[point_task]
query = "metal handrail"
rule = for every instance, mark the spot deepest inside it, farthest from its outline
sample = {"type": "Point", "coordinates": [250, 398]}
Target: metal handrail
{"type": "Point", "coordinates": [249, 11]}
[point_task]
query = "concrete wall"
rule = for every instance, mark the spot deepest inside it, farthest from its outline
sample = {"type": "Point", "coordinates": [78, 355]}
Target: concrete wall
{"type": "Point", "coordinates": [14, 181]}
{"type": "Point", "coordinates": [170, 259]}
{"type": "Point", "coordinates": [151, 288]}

GIVEN PROBLEM: The records above need to be transcribed in full. Keep every character unchanged.

WRITTEN ANSWER:
[point_task]
query = "metal handrail"
rule = for every instance, mark the spot deepest inside it, farthest from its outline
sample = {"type": "Point", "coordinates": [250, 398]}
Target: metal handrail
{"type": "Point", "coordinates": [249, 11]}
[point_task]
query = "concrete wall"
rule = for every instance, mark the spot deepest inside it, farthest from its outline
sample = {"type": "Point", "coordinates": [78, 355]}
Target: concrete wall
{"type": "Point", "coordinates": [14, 181]}
{"type": "Point", "coordinates": [170, 259]}
{"type": "Point", "coordinates": [151, 288]}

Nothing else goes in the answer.